What you are asked to do | Please return all lines in the listing holding the word "post".
※ ※ ※
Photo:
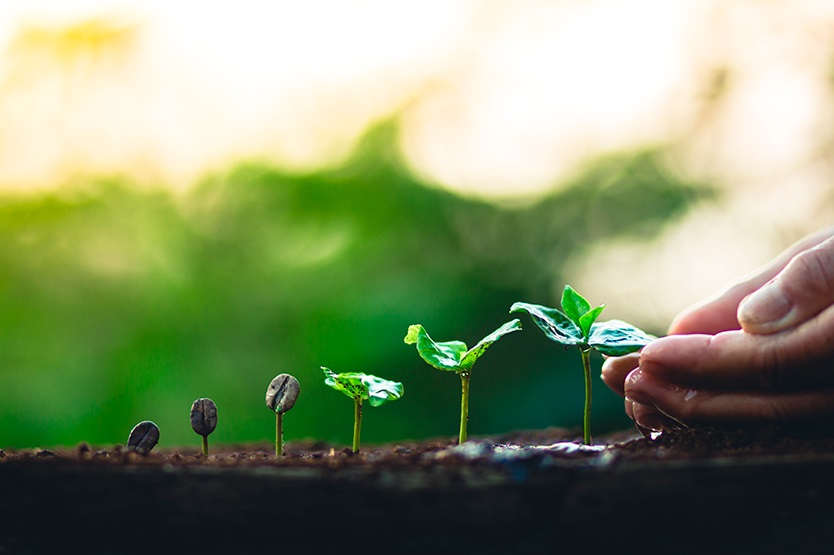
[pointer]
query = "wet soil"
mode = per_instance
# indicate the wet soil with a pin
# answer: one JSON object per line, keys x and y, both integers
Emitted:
{"x": 719, "y": 490}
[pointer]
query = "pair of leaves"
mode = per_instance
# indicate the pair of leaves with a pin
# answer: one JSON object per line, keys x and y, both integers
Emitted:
{"x": 576, "y": 325}
{"x": 377, "y": 391}
{"x": 453, "y": 356}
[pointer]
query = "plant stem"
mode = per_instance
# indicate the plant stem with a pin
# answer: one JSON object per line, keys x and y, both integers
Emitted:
{"x": 357, "y": 422}
{"x": 464, "y": 405}
{"x": 279, "y": 434}
{"x": 586, "y": 423}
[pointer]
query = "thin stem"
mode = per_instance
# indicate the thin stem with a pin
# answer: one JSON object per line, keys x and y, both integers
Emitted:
{"x": 279, "y": 434}
{"x": 586, "y": 423}
{"x": 464, "y": 405}
{"x": 357, "y": 422}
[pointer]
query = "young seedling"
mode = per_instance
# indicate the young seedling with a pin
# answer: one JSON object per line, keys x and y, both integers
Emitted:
{"x": 143, "y": 437}
{"x": 576, "y": 325}
{"x": 281, "y": 394}
{"x": 452, "y": 356}
{"x": 204, "y": 419}
{"x": 359, "y": 387}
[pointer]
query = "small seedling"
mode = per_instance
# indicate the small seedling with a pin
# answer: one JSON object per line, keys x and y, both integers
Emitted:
{"x": 281, "y": 394}
{"x": 359, "y": 387}
{"x": 576, "y": 325}
{"x": 204, "y": 419}
{"x": 143, "y": 437}
{"x": 452, "y": 356}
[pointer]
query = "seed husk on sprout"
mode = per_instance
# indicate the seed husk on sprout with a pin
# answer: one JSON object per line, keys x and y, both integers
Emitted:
{"x": 143, "y": 437}
{"x": 281, "y": 394}
{"x": 204, "y": 419}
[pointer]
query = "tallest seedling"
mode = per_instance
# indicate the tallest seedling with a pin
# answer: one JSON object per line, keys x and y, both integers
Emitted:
{"x": 577, "y": 326}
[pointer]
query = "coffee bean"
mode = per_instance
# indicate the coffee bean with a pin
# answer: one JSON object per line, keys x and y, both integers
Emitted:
{"x": 204, "y": 416}
{"x": 282, "y": 393}
{"x": 143, "y": 437}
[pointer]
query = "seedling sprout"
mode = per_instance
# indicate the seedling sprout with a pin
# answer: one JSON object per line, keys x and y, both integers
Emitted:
{"x": 359, "y": 387}
{"x": 576, "y": 325}
{"x": 204, "y": 419}
{"x": 281, "y": 394}
{"x": 143, "y": 437}
{"x": 452, "y": 356}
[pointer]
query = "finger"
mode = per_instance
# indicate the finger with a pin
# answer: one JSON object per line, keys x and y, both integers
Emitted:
{"x": 699, "y": 407}
{"x": 800, "y": 291}
{"x": 615, "y": 370}
{"x": 800, "y": 358}
{"x": 720, "y": 312}
{"x": 649, "y": 418}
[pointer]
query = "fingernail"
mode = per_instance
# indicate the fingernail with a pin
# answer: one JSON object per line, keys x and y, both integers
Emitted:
{"x": 633, "y": 378}
{"x": 766, "y": 306}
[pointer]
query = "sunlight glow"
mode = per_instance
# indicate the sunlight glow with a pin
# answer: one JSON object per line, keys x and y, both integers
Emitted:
{"x": 499, "y": 100}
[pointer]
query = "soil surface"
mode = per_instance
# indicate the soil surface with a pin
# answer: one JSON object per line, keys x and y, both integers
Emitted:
{"x": 724, "y": 490}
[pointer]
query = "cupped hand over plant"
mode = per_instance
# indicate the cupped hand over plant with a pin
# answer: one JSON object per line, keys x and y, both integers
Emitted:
{"x": 759, "y": 351}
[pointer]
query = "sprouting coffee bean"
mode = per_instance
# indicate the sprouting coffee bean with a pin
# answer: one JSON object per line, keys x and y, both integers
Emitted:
{"x": 203, "y": 416}
{"x": 143, "y": 437}
{"x": 282, "y": 393}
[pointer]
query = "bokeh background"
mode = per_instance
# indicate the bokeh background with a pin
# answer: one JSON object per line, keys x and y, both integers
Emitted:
{"x": 197, "y": 196}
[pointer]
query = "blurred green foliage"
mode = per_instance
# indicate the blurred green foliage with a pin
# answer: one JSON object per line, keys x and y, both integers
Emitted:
{"x": 121, "y": 303}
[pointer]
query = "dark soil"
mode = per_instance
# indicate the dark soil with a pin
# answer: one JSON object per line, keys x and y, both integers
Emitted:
{"x": 723, "y": 491}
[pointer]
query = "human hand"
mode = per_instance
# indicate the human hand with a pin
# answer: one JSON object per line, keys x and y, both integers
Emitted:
{"x": 761, "y": 350}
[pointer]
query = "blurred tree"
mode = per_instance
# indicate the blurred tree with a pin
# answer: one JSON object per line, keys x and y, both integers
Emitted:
{"x": 120, "y": 303}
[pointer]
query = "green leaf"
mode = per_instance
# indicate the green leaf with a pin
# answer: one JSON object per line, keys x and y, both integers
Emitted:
{"x": 475, "y": 352}
{"x": 616, "y": 338}
{"x": 554, "y": 323}
{"x": 588, "y": 319}
{"x": 574, "y": 304}
{"x": 452, "y": 356}
{"x": 445, "y": 356}
{"x": 375, "y": 390}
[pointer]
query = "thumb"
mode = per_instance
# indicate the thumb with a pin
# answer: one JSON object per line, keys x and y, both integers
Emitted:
{"x": 799, "y": 292}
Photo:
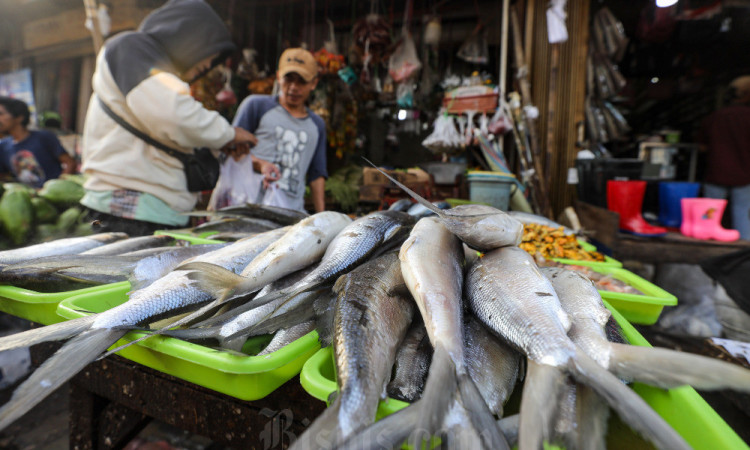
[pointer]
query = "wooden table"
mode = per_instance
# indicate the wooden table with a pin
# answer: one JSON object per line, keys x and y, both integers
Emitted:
{"x": 112, "y": 400}
{"x": 602, "y": 226}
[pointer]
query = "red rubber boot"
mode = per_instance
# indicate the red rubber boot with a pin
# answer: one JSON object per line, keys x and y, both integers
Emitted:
{"x": 706, "y": 216}
{"x": 626, "y": 198}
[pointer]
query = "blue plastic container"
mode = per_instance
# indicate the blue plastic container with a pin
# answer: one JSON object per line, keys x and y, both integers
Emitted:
{"x": 670, "y": 195}
{"x": 491, "y": 188}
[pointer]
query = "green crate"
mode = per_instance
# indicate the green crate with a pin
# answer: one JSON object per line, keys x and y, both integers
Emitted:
{"x": 641, "y": 309}
{"x": 41, "y": 307}
{"x": 682, "y": 408}
{"x": 232, "y": 373}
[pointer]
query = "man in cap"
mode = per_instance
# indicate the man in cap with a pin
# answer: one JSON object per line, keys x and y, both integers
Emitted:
{"x": 726, "y": 133}
{"x": 289, "y": 135}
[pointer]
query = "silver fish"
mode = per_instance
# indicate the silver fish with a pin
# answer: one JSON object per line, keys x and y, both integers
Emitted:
{"x": 130, "y": 245}
{"x": 412, "y": 364}
{"x": 481, "y": 227}
{"x": 509, "y": 295}
{"x": 67, "y": 246}
{"x": 373, "y": 312}
{"x": 93, "y": 334}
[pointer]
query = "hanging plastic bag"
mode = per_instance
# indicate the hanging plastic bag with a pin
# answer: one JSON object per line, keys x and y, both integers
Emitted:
{"x": 444, "y": 138}
{"x": 404, "y": 63}
{"x": 238, "y": 183}
{"x": 273, "y": 196}
{"x": 475, "y": 49}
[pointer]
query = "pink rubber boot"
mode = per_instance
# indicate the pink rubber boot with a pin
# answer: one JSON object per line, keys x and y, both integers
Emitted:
{"x": 706, "y": 216}
{"x": 686, "y": 227}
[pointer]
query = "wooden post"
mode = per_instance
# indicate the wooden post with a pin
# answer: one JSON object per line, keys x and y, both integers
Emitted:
{"x": 91, "y": 14}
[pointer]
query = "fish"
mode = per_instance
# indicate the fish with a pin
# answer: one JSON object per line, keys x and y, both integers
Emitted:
{"x": 92, "y": 335}
{"x": 282, "y": 216}
{"x": 431, "y": 264}
{"x": 401, "y": 205}
{"x": 412, "y": 364}
{"x": 509, "y": 295}
{"x": 284, "y": 337}
{"x": 355, "y": 243}
{"x": 130, "y": 245}
{"x": 66, "y": 246}
{"x": 68, "y": 272}
{"x": 481, "y": 227}
{"x": 373, "y": 313}
{"x": 658, "y": 367}
{"x": 300, "y": 246}
{"x": 492, "y": 364}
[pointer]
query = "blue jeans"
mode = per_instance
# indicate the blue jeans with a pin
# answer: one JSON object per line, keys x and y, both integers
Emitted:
{"x": 739, "y": 197}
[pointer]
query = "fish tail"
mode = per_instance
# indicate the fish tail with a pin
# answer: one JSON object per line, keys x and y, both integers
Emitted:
{"x": 413, "y": 194}
{"x": 539, "y": 404}
{"x": 324, "y": 432}
{"x": 631, "y": 408}
{"x": 480, "y": 415}
{"x": 593, "y": 414}
{"x": 59, "y": 368}
{"x": 509, "y": 427}
{"x": 55, "y": 332}
{"x": 389, "y": 432}
{"x": 214, "y": 280}
{"x": 668, "y": 368}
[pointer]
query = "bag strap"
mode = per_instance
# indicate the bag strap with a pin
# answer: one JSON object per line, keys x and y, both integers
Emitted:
{"x": 141, "y": 135}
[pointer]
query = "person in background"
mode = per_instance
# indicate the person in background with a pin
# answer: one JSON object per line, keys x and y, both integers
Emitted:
{"x": 31, "y": 156}
{"x": 290, "y": 136}
{"x": 726, "y": 134}
{"x": 144, "y": 77}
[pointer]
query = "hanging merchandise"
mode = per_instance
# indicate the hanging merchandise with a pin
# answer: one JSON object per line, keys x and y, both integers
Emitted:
{"x": 475, "y": 49}
{"x": 444, "y": 137}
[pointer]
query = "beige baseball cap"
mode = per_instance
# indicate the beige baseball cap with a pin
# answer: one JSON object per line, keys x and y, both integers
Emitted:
{"x": 300, "y": 61}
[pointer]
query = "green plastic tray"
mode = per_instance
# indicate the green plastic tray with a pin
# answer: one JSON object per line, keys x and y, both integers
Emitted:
{"x": 40, "y": 307}
{"x": 202, "y": 239}
{"x": 682, "y": 407}
{"x": 641, "y": 309}
{"x": 608, "y": 262}
{"x": 239, "y": 375}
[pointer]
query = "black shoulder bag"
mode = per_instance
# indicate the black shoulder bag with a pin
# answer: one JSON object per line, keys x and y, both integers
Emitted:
{"x": 201, "y": 168}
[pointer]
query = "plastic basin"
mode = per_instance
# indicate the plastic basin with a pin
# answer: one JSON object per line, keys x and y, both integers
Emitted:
{"x": 682, "y": 408}
{"x": 232, "y": 373}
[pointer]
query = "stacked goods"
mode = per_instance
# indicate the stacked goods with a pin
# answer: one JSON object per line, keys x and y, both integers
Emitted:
{"x": 51, "y": 213}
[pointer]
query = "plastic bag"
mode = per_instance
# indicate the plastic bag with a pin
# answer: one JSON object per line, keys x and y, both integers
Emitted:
{"x": 444, "y": 138}
{"x": 238, "y": 183}
{"x": 273, "y": 196}
{"x": 404, "y": 63}
{"x": 475, "y": 49}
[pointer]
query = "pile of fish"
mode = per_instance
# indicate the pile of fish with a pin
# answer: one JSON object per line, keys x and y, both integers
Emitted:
{"x": 410, "y": 311}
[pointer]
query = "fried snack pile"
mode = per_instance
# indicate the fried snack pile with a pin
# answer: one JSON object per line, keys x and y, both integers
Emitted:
{"x": 554, "y": 243}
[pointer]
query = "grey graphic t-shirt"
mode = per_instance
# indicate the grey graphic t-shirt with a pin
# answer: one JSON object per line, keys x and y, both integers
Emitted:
{"x": 297, "y": 146}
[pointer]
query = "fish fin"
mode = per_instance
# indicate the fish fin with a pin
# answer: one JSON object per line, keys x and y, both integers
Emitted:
{"x": 439, "y": 391}
{"x": 480, "y": 415}
{"x": 539, "y": 403}
{"x": 214, "y": 280}
{"x": 668, "y": 368}
{"x": 55, "y": 332}
{"x": 592, "y": 414}
{"x": 59, "y": 368}
{"x": 389, "y": 432}
{"x": 413, "y": 194}
{"x": 324, "y": 432}
{"x": 174, "y": 324}
{"x": 631, "y": 408}
{"x": 509, "y": 427}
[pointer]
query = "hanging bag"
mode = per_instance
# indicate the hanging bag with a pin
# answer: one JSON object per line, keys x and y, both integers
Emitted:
{"x": 201, "y": 168}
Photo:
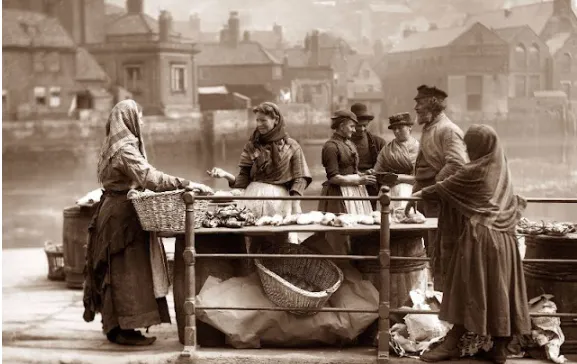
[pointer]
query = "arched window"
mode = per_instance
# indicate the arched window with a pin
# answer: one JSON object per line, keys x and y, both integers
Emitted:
{"x": 520, "y": 56}
{"x": 534, "y": 56}
{"x": 565, "y": 63}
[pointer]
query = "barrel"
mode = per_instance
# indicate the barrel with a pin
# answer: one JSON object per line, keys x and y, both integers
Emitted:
{"x": 559, "y": 280}
{"x": 405, "y": 276}
{"x": 74, "y": 239}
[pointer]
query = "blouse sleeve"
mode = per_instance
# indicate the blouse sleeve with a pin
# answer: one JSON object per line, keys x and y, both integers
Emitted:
{"x": 137, "y": 168}
{"x": 330, "y": 160}
{"x": 242, "y": 179}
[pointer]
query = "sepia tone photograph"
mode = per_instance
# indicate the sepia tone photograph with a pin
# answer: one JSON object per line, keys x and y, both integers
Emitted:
{"x": 289, "y": 182}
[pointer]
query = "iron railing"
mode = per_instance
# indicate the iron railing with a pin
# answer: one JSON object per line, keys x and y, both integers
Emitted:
{"x": 384, "y": 258}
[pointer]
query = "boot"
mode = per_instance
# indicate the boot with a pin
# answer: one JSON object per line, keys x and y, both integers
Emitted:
{"x": 448, "y": 349}
{"x": 498, "y": 353}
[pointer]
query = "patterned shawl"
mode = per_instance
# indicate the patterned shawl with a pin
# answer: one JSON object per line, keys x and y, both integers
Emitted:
{"x": 274, "y": 157}
{"x": 122, "y": 128}
{"x": 482, "y": 189}
{"x": 400, "y": 157}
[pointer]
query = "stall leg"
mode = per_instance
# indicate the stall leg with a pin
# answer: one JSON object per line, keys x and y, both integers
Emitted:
{"x": 189, "y": 257}
{"x": 384, "y": 263}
※ ※ ※
Answer to this problem |
query = "wooden post"
# indicate the wooden post with a pin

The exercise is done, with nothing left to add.